Write the next part of the travel account of the Upper Galilee and Golan Heights, starting right after its final sentence.

* **SOURCE DOCUMENT**:
•••••
Part of the Syrian military post ruins |
We moved on to the Upper Galilee and passed by the town of Sufat which is the centre of Jewish mysticism. This whole area was given to the tribe of Dan. Here they worshipped on the high places in contradiction of God’s laws. One reason the Kingdom split is because too much money was going to Jerusalem…taxes three++ times a year. Here in Tel Dan they have also re-created the Horns on the Altar which the people grabbed on to in order to save their lives in case of a dispute. In Greek mythology this is similar to Mount Olympus. The City of Dan also had a temple which was built there when the kingdom was divided. The City of Dan was originally called Laish – check out the Old Testament story on this. We also passed Mount Hazor – a Caananite strong hold similar to Megiddo. (Mount Hermon is on the border with Syria…the border is just past its summit.) This whole area in Upper Galilee which is now fertile was originally swamp land. The first settlers after 1948 drained these swamps and planted many eucalyptus trees- after first contacting malaria. This land was sold to them because the Arabs didn't want it. In fact the cure for malaria came from Israel. There are also many wild life refuges here and we are on the path of migrating birds from Africa. On June 6, 1967 all the Arab nations attacked Israel and there were heavy battles on the Golan Heights. In this war, the Israelis took about 65 miles of Syria’s land all along the border. However, 6000 Israelis out of a population of 60 000 died in this war of Independence. The strategy used by the Israelis was simply to injure a tank instead of destroying it and then use that tank again in the war against the enemy. This strategy worked! This idea was later taken over by the American army. Some of this land was returned in exchange for peace.
In 1973 on the Day of Atonement, all the Arab countries again attacked Israel. “By God’s grace we survived” said our tour guide. Israel now has control of the Golan Heights although there is not too much settlement here. An entire village that was evacuated did not return even after the peace agreement. There is a United Nations camp here and also the remains of a Crusader fort. The settlers feel that they are too close to Syria here. The Memorial for the Golan Heights soldiers uses King David’s words in his mourning for Saul and Jonathan. We moved on to the area of Caesarea Phillipi named after Herod’s son Philip since this area was given to him. The Greeks also called this area Pan or Banweiss according to the Arabs since they can’t pronounce the P. Once an area is called holy it stays holy even though it passes to another religion and this area had a large grotto and smaller shrines cut into the rock. Ritual sacrifices were also held here. Later Echo – the mountain nymph and the Greek God Hermes were worshipped here. Later during the reign of Emperor Trajan a temple to Zeus was built here. So the Greeks called this entire area Pan in honour of the God Pan who is the God of shepherds since they use the Pan flute to call their sheep. A Pan cult has been in place here since the third century. The word panicked comes from the word Pan. Herod the Great took over this area after the Greeks. He built a temple here for Caesar.
•••••
(Lines of data)
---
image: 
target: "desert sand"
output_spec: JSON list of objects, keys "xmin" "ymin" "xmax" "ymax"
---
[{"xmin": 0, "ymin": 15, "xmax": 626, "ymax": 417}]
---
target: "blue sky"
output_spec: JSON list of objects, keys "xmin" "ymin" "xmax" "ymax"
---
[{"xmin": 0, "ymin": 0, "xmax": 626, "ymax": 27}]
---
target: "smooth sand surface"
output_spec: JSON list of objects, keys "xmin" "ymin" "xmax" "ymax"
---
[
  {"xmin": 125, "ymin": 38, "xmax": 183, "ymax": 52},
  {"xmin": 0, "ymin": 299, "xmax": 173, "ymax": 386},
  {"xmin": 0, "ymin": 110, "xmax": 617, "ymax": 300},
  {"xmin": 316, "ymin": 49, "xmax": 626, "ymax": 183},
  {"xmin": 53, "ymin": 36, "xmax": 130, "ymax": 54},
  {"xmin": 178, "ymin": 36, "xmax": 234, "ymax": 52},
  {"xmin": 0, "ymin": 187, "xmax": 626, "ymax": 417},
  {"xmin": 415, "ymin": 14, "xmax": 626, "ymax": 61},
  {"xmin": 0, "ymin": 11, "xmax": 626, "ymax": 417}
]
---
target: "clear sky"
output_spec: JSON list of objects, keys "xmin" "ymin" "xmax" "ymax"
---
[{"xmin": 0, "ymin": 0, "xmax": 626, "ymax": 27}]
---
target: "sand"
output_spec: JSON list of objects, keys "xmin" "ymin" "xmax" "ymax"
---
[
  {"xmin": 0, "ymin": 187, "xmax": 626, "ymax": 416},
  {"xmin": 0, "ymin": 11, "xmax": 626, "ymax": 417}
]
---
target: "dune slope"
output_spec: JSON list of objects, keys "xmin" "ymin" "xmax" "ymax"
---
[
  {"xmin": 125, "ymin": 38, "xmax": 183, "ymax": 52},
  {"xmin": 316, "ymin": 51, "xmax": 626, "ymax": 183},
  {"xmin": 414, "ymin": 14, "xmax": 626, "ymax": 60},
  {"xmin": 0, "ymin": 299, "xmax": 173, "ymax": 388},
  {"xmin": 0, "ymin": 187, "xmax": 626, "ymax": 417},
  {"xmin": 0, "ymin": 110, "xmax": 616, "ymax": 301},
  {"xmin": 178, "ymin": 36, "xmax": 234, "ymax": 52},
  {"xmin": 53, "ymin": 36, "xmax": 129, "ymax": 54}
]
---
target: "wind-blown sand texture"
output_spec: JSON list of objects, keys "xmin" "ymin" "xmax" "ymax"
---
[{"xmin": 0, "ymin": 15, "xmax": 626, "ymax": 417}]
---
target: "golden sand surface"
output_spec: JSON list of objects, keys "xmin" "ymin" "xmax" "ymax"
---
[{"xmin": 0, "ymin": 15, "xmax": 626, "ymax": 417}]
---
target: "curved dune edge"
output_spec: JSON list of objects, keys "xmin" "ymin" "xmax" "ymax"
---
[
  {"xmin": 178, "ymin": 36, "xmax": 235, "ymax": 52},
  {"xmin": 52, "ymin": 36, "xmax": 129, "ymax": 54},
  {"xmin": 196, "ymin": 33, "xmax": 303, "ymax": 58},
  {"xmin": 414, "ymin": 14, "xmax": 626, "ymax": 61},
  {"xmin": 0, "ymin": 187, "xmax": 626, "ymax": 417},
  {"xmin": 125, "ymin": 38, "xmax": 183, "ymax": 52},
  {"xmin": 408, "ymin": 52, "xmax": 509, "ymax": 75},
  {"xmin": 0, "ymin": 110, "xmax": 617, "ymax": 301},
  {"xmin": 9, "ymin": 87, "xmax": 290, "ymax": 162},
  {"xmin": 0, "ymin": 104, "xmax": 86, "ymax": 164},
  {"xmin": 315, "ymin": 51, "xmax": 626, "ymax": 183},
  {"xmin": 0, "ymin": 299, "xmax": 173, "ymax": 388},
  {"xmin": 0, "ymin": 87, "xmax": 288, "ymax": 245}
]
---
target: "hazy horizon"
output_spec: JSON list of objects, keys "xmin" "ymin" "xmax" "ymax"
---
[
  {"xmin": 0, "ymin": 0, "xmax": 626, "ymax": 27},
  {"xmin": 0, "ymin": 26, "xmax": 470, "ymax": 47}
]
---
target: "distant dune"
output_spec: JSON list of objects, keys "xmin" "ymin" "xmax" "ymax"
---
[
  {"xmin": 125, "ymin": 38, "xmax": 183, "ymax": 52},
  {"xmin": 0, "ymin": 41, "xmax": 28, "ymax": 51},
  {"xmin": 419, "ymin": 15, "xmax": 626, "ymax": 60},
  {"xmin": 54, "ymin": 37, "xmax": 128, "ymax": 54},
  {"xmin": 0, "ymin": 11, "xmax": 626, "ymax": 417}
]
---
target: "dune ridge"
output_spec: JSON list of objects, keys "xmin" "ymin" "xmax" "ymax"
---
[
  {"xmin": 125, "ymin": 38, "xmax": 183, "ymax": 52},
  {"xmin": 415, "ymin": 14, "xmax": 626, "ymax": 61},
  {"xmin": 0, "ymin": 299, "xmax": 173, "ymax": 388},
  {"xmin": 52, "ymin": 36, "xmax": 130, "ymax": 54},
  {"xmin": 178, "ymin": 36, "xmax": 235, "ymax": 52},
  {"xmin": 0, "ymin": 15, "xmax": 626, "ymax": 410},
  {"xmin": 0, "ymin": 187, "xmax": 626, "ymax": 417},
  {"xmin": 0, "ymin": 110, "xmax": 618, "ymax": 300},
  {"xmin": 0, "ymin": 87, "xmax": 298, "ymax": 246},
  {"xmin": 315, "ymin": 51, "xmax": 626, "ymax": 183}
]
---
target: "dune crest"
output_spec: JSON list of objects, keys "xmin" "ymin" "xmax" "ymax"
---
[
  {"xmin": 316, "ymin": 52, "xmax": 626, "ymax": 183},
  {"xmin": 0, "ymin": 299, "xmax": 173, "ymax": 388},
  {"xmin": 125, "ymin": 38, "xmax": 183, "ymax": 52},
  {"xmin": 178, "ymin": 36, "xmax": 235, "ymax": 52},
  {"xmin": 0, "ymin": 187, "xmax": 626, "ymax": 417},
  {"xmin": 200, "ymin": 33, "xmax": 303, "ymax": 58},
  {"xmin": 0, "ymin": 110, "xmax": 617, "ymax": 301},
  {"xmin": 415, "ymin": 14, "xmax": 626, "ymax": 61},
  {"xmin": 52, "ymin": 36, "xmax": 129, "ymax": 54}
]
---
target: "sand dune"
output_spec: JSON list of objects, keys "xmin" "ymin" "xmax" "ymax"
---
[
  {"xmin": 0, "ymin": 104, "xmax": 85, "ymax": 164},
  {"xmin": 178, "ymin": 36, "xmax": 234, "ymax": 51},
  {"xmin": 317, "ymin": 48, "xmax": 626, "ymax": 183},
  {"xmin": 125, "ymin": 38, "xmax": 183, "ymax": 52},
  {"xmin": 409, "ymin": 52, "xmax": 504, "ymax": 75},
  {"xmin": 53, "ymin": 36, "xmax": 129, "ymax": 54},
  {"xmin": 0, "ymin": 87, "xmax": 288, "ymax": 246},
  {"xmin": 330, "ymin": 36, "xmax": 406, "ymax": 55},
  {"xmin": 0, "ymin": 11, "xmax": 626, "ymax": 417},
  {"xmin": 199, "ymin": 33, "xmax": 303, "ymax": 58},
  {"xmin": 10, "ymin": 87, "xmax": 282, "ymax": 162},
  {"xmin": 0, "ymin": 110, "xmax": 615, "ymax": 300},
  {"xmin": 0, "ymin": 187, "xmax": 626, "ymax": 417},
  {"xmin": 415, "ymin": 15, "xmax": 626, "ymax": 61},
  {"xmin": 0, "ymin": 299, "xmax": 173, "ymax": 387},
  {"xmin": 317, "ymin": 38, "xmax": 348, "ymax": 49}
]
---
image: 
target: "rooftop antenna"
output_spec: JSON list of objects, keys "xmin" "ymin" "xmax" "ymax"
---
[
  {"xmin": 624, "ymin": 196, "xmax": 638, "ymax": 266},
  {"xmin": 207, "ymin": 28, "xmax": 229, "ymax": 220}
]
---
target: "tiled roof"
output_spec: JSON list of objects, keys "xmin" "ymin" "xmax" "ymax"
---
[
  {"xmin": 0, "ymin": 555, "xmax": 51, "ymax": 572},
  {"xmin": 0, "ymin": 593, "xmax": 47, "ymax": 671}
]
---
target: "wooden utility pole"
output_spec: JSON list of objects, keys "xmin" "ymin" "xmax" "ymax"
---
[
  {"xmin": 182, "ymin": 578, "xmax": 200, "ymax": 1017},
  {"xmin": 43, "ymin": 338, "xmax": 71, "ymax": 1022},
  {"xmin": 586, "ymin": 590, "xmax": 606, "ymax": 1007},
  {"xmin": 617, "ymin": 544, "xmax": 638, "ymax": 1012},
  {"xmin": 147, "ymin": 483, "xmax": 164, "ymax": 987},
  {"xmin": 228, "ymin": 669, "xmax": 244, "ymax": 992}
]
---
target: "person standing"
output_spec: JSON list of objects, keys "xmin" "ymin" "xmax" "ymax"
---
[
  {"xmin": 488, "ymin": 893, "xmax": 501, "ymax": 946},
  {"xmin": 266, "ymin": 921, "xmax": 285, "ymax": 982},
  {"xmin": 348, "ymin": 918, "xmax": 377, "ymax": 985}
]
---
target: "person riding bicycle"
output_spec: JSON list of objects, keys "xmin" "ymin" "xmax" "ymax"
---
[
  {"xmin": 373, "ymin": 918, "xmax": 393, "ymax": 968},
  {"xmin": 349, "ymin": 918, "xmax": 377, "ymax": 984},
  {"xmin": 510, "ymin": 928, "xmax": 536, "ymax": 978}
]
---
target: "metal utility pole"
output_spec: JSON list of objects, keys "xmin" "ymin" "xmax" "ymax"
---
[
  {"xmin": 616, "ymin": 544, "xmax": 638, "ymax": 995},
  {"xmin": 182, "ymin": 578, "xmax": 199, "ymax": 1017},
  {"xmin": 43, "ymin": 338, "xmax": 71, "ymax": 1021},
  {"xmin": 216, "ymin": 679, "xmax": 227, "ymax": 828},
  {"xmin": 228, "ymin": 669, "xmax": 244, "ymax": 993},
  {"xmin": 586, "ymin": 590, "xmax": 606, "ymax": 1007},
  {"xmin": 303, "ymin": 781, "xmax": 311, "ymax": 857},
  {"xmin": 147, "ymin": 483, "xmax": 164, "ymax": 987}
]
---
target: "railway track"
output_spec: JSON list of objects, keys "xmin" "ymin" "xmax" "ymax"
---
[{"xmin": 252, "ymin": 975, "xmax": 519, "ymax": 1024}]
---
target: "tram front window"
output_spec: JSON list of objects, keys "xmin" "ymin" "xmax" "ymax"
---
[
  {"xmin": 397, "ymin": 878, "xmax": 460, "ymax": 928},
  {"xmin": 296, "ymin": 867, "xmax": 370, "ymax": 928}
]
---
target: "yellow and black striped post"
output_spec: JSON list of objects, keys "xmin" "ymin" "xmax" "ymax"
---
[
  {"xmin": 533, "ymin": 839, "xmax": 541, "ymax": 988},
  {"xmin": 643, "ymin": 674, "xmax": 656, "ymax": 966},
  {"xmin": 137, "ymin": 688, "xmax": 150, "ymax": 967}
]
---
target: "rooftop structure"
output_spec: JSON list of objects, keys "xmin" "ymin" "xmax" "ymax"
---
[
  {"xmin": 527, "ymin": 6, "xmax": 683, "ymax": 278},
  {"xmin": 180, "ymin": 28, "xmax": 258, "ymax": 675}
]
•••••
* **IN RESPONSE**:
Jesus came here to Caesarea Philippi– to the bottom of Mount Hermon and asked his disciples: Who do people say that I am? Peter answered: You are the Christ- the Son of the Living God! It is important to know that this declaration is made in front of a long time pagan background! Jesus was also transfigured on Mount Hermon although some say it was Mount Tabor. This is the background to Jesus declaration of who he is. Later the Byzantines came to the Holy Land 30 years after Jesus’ death. They wanted to know where Jesus traveled and they marked some of these sites. Peter is also told in this area that he is the Rock and that on this rock, God will build the church. Here we were also told the story of Elochim, an Israeli Jew, who became a friend of the high Syrian army officials. These officials even took him on a tour of all their bunkers in the Heights. Since they were bothered by heat and flies here, Elochim suggested that they plant eucalyptus trees in front of their bunkers which they did! Thus they inadvertently marked all their bunkers for the Israelis! Unfortunately, he was eventually discovered and hanged in Damascus, the Syrian capital.
Now there is a double fence between Syria and Israel with watch towers all along it. A few Arab and Druze villages do remain in the Heights.
The fisherman's boat discovered in the Sea of Galilee |
March 9, 2013
Off we went first to the town of Capernaum which is on the north side of the Sea of Galilee. Remember the story where Jesus tells the disciples to throw their nets on the other side of the boat? They get 153 fish! This number is very significant because if we calculate this number geometrically and use the Hebrew words, it stands for-“I am your God!” Our guide said she shivered when she realized this! Capernaum is a fisherman’s town but it also had a tax post and a Roman centurion here. This is also where Jesus healed Peter’s mother-in-law. Peter himself was from Bethsaida. This town was Jesus’ home base. Nothing is left of this town as it was cursed like Bethsaida and Chorazim. Jesus came to Capernaum after his baptism and his followers kept coming to his home town after his death.A synagogue is now built on posts over the original ruins and they can look down on the ruins of two original synagogues through the glass floor. We see 8 walls in the ruins since 8 was also seen as a holy number. The synagogue here was very lavish, for a poor town, all made of white stone, so it is speculated that the Roman centurion helped build this synagogue. Remember his son was healed by Jesus and Jesus marveled over his faith. In the synagogue the Torah was read- i.e. the books of the law. Even now when Jewish grooms get married they break a glass signifying that even at their happiest moments, they remember the destruction of the temple. Jesus shows the people how they can have an intimate conversation with God, i.e. prayer , even without the temple because the temple is corrupt according to Jesus.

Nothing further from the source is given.